— What the task asks —
In the satirical article on Ukraine and France below, write out word for word the stretch from "Globally, the affair" through "someone else’s flatscreen.".

— Document segment —
Ukraine, France, and the Art of Deterrence on Layaway: A Darkly Comic Global Affair
Paris, May – Somewhere between the baguette crumbs and the drone debris, the Franco-Ukrainian pas de deux has entered its third year, and the orchestra is still tuning the same dissonant chord. On the surface, Emmanuel Macron plays the dashing understudy to Volodymyr Zelensky’s blood-spattered lead, pledging Mirage jets, long-range missiles, and—because this is France—an éclair of existential gloom. Yet beneath the choreographed solidarity, the relationship is less Romeo & Juliet and more two insomniac strangers sharing a cigarette on a sinking ship, each wondering who will finish the pack.
Globally, the affair matters because it exposes the brittle varnish of European unity. France wants to be the continent’s geopolitical brain while outsourcing the chest-thumping to Washington and the bill-paying to Berlin. Ukraine, meanwhile, has learned that “ever-closer union” translates roughly to “we’ll send you just enough weaponry to keep losing slowly.” The rest of the planet watches like it’s binge-watching prestige TV: horrified, entertained, and grateful the explosion is on someone else’s flatscreen.

— Source data —
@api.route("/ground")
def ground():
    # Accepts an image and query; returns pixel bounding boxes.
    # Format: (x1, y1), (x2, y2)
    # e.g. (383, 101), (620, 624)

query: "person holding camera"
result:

— Solution below —
Globally, the affair matters because it exposes the brittle varnish of European unity. France wants to be the continent’s geopolitical brain while outsourcing the chest-thumping to Washington and the bill-paying to Berlin. Ukraine, meanwhile, has learned that “ever-closer union” translates roughly to “we’ll send you just enough weaponry to keep losing slowly.” The rest of the planet watches like it’s binge-watching prestige TV: horrified, entertained, and grateful the explosion is on someone else’s flatscreen.